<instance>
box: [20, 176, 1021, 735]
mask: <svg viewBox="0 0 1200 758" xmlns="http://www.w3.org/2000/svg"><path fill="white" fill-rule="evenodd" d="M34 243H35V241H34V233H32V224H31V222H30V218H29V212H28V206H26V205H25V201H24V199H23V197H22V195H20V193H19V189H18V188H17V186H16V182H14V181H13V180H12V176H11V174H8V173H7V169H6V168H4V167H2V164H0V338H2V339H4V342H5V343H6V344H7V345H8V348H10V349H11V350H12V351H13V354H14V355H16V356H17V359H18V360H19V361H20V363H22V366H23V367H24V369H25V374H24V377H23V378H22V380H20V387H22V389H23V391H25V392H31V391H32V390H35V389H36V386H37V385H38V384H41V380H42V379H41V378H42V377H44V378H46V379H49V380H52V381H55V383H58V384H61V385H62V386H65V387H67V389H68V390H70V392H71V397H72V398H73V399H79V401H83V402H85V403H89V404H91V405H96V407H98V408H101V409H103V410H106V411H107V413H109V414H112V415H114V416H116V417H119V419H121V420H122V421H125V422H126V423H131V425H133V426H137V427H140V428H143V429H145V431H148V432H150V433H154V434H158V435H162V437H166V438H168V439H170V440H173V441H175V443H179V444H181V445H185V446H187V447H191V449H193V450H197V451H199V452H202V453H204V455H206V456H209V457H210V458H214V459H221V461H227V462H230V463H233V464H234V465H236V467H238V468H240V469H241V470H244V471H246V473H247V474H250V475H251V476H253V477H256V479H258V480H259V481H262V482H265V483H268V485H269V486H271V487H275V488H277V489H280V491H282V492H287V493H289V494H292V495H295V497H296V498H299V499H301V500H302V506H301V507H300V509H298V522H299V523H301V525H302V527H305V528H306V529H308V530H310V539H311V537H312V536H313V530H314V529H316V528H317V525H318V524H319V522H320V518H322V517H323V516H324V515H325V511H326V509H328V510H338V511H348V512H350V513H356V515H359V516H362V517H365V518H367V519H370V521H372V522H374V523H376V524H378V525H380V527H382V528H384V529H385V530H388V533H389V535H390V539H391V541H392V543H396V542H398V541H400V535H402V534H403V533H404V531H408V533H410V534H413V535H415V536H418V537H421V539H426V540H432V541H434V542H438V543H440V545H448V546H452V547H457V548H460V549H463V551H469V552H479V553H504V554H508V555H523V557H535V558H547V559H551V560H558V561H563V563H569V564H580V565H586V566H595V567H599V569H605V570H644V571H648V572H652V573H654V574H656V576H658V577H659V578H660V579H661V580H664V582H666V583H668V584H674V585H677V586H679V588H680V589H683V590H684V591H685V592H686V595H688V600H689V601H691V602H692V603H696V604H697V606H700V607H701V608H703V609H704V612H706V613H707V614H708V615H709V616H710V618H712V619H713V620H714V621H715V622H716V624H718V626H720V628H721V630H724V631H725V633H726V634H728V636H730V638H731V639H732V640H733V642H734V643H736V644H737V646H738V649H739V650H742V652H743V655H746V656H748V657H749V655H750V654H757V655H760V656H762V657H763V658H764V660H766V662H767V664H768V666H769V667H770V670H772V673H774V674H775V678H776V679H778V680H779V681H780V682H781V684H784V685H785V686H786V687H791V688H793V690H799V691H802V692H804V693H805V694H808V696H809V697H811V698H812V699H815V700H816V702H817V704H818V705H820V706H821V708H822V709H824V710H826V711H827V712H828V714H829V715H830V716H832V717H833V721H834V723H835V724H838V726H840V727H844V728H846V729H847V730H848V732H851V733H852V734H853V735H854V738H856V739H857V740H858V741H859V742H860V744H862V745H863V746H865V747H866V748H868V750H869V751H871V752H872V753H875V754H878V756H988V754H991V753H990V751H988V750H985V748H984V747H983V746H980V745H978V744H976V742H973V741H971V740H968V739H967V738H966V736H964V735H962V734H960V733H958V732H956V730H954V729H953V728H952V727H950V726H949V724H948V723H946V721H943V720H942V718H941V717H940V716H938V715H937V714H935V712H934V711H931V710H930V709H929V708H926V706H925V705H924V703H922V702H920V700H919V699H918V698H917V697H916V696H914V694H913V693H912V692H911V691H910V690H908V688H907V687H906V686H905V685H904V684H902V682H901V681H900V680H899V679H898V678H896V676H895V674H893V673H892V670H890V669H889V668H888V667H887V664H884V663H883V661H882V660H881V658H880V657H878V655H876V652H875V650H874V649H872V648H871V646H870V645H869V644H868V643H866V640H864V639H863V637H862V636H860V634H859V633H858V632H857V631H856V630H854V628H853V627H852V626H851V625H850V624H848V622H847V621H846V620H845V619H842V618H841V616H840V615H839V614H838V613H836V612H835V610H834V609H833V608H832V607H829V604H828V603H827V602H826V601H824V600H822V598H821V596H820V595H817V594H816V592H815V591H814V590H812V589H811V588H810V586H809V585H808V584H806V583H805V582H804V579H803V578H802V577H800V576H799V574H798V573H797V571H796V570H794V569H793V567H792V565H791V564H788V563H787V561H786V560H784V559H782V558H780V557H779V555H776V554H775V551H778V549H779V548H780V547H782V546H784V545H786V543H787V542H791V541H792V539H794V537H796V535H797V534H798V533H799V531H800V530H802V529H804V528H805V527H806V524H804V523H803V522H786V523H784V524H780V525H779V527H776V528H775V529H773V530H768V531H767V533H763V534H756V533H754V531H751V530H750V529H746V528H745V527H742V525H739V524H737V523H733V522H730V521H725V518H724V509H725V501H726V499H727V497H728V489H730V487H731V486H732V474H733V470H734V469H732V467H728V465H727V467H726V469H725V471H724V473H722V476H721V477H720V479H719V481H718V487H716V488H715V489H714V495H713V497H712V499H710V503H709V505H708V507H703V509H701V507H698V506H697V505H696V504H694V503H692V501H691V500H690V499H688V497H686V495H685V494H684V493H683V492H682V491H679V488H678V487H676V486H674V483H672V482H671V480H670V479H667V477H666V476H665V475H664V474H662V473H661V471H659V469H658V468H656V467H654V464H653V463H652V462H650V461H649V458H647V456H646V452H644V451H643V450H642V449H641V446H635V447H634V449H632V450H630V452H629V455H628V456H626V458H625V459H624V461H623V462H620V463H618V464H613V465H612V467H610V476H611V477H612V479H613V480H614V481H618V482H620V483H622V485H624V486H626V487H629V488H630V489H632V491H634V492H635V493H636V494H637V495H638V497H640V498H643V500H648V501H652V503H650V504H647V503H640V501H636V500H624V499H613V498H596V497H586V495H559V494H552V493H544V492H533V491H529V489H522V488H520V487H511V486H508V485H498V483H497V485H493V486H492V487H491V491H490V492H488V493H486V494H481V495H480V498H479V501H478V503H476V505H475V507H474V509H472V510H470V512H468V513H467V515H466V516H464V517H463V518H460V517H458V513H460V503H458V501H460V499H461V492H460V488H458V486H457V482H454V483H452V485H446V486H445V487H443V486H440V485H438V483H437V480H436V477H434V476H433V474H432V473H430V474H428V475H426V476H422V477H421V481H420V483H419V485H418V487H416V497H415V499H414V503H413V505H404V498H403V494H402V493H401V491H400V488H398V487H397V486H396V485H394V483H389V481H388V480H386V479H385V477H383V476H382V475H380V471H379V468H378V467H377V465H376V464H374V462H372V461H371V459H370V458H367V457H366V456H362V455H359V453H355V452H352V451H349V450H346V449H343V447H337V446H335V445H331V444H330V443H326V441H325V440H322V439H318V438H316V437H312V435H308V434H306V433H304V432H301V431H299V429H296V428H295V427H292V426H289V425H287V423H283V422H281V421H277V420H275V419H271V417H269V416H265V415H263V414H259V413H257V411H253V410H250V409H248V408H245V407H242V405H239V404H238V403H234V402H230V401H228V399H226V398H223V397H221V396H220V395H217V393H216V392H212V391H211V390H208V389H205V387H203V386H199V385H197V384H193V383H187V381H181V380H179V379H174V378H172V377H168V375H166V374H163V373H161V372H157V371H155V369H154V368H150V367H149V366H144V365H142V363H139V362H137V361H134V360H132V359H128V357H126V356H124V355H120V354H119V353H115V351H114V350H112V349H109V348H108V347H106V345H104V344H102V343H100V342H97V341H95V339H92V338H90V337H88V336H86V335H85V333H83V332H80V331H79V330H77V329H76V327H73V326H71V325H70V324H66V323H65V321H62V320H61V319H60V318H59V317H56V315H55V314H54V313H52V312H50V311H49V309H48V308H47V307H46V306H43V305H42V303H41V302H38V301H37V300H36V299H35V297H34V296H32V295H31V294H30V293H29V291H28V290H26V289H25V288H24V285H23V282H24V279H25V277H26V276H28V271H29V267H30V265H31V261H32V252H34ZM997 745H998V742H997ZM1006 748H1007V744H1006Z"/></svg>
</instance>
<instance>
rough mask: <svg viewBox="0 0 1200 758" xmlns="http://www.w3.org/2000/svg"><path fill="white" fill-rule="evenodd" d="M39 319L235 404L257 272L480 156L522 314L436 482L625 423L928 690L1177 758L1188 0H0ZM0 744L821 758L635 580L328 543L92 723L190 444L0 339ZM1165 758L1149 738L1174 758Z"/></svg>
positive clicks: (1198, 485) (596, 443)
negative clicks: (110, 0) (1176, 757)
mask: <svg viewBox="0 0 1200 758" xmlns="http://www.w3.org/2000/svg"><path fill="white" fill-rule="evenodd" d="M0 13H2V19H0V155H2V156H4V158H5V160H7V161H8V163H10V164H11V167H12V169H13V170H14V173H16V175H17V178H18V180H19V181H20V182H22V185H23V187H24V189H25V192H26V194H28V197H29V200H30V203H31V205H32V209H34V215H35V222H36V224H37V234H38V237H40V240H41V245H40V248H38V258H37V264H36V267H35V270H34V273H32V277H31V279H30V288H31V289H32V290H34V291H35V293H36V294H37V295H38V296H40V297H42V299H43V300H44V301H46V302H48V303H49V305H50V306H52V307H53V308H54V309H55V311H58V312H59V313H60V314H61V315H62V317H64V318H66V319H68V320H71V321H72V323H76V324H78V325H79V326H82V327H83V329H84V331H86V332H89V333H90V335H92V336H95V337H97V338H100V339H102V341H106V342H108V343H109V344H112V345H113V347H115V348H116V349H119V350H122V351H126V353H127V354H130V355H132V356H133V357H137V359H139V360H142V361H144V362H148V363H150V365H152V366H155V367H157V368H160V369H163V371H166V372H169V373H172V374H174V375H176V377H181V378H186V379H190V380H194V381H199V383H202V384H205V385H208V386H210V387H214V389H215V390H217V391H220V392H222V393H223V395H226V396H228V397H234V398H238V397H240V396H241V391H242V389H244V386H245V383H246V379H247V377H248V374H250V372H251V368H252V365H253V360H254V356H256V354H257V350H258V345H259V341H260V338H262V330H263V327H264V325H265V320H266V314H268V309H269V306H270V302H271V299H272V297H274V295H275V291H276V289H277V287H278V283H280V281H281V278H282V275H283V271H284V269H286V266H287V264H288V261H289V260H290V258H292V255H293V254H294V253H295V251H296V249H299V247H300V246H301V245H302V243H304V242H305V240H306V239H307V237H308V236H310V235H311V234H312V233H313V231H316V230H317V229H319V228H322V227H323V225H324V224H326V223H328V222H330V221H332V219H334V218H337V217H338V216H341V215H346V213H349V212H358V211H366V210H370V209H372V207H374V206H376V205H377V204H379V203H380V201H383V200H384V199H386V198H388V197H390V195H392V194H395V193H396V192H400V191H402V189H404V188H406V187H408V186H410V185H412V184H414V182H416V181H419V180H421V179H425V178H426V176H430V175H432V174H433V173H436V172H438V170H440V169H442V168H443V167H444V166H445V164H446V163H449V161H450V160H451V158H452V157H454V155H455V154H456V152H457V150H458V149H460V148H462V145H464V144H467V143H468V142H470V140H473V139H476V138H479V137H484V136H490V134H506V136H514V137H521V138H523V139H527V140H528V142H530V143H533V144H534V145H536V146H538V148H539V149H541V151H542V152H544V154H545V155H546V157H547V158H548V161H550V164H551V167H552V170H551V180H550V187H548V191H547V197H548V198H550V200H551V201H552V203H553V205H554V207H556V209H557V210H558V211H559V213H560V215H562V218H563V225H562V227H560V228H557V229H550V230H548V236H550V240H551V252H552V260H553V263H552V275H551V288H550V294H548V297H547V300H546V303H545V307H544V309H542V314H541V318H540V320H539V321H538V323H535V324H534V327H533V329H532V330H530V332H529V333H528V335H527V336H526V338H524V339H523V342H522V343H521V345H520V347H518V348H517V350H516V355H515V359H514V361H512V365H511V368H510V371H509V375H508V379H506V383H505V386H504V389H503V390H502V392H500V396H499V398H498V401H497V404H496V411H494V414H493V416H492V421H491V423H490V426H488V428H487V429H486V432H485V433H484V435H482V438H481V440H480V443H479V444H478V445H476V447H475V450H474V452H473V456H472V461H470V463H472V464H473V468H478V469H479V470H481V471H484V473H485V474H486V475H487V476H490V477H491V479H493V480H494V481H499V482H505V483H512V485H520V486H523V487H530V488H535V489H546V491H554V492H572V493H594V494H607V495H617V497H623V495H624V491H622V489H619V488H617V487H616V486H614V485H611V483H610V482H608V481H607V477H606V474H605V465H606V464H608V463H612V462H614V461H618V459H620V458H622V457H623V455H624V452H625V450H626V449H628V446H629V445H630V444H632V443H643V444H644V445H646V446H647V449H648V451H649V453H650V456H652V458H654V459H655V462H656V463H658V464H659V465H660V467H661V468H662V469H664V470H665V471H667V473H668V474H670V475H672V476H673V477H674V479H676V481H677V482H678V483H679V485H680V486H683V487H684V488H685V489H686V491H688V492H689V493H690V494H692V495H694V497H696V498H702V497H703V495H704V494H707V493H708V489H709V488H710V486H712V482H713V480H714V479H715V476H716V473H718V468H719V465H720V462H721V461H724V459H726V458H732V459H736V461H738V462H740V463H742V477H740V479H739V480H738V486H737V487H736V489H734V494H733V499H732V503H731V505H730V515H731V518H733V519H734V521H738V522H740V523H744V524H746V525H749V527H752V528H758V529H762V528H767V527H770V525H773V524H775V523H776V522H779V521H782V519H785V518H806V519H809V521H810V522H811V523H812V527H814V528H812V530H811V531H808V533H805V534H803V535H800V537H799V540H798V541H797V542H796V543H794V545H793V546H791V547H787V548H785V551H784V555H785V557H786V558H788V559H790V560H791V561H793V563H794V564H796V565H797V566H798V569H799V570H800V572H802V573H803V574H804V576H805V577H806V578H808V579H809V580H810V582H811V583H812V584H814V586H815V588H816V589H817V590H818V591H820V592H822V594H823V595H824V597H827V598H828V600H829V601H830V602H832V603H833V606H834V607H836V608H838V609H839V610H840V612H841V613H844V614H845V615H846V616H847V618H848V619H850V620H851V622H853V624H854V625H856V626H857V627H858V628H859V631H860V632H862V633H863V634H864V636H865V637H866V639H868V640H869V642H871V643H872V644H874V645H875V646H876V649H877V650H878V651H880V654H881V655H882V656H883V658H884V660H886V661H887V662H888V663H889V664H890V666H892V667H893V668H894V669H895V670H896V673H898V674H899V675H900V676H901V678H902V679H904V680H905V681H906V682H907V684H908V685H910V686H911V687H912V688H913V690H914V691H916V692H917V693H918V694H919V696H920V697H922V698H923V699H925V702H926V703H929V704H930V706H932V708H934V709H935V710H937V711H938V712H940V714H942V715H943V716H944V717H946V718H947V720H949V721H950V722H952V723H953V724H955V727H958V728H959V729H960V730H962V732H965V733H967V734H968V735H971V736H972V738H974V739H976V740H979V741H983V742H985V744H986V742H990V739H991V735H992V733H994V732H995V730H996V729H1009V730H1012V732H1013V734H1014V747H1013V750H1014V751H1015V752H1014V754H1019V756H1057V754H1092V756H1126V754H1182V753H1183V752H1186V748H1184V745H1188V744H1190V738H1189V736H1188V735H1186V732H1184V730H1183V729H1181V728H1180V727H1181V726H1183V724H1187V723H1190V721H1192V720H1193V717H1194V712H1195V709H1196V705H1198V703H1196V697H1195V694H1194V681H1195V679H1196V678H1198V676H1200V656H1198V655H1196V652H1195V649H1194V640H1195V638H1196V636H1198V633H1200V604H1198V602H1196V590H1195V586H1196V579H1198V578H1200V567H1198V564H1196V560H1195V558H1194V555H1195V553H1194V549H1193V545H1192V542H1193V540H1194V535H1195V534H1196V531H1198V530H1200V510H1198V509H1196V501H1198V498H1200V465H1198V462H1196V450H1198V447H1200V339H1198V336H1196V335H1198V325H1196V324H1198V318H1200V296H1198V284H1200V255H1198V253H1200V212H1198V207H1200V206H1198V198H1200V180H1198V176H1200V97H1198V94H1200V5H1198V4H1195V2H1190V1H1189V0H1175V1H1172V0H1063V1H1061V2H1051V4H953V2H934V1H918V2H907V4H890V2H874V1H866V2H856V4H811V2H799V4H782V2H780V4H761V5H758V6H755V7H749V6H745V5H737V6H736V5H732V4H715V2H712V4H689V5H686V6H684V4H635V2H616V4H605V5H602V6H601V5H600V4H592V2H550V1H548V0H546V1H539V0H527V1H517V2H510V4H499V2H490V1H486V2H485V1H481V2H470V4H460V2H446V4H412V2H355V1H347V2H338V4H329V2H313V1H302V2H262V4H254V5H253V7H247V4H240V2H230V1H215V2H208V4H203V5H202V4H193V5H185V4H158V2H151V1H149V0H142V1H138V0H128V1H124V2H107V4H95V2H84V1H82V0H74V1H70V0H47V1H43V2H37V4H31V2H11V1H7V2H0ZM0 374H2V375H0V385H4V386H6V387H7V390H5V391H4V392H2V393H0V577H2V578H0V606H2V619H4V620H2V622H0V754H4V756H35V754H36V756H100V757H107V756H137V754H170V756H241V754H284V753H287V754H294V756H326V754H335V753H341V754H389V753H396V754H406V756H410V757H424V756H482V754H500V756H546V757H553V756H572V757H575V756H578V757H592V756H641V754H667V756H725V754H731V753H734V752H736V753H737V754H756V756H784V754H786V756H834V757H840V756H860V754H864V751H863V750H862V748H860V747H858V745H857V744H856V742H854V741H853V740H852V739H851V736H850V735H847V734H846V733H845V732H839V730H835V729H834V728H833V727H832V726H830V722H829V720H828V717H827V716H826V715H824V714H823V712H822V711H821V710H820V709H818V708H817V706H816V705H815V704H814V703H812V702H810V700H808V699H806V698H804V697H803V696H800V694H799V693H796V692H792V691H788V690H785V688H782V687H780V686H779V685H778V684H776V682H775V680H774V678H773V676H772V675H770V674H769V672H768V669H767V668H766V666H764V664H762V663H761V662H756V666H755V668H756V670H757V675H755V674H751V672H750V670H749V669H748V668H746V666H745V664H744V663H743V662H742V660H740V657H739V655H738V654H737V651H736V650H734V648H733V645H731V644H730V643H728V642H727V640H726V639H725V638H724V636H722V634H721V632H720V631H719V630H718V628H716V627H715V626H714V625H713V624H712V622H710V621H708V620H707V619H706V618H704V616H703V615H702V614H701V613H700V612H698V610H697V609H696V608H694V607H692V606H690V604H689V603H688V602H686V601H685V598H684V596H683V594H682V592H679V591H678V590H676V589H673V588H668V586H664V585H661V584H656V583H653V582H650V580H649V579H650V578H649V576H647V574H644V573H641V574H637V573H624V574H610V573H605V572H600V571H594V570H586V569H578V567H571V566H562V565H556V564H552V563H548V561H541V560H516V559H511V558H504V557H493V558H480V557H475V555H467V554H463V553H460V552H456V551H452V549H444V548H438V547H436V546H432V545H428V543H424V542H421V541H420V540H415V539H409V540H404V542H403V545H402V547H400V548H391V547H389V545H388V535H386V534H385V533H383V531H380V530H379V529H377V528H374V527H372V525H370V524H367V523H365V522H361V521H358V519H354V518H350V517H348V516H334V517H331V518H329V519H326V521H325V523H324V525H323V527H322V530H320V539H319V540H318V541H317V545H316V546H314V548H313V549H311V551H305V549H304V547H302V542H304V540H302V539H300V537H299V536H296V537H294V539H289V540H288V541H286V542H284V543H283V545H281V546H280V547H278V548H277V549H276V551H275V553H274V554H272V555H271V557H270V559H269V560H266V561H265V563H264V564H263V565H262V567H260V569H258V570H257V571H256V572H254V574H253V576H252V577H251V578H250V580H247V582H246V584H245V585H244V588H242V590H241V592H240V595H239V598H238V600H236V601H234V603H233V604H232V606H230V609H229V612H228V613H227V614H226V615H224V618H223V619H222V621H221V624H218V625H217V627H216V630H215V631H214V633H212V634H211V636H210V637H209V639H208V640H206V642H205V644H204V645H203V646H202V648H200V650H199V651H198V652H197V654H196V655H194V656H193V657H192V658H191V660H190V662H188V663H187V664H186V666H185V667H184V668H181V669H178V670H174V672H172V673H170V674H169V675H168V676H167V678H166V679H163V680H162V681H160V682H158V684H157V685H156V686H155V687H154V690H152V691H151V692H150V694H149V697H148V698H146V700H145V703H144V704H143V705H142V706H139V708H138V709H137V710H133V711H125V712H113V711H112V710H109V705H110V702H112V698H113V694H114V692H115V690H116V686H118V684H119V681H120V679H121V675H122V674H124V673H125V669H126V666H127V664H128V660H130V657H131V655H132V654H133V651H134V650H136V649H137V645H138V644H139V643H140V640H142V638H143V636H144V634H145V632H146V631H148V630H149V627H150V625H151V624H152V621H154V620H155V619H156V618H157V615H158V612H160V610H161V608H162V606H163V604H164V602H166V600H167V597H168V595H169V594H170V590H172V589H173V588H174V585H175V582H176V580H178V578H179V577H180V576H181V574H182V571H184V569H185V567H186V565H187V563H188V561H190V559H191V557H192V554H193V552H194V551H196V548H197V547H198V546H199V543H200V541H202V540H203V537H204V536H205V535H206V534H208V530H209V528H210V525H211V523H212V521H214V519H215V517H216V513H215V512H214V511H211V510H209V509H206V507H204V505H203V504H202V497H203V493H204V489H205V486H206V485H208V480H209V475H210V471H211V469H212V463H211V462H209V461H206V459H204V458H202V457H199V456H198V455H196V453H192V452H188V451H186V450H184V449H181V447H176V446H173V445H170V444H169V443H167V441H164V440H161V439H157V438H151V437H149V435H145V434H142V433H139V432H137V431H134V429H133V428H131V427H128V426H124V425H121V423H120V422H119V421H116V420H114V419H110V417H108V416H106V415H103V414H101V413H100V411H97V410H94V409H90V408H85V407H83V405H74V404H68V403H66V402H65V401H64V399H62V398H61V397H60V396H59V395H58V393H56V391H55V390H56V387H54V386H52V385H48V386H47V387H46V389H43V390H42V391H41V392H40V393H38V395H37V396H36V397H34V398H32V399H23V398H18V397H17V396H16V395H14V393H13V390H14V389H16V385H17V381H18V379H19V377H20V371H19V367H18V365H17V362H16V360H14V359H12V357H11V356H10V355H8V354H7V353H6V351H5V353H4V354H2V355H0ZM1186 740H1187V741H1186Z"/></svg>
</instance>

|---|

§ **ABOUT THIS TASK**:
In the listing, find every line containing the word "clicks" and list it.

§ **ANSWER SECTION**:
positive clicks: (1198, 485) (596, 443)
negative clicks: (110, 0) (1176, 757)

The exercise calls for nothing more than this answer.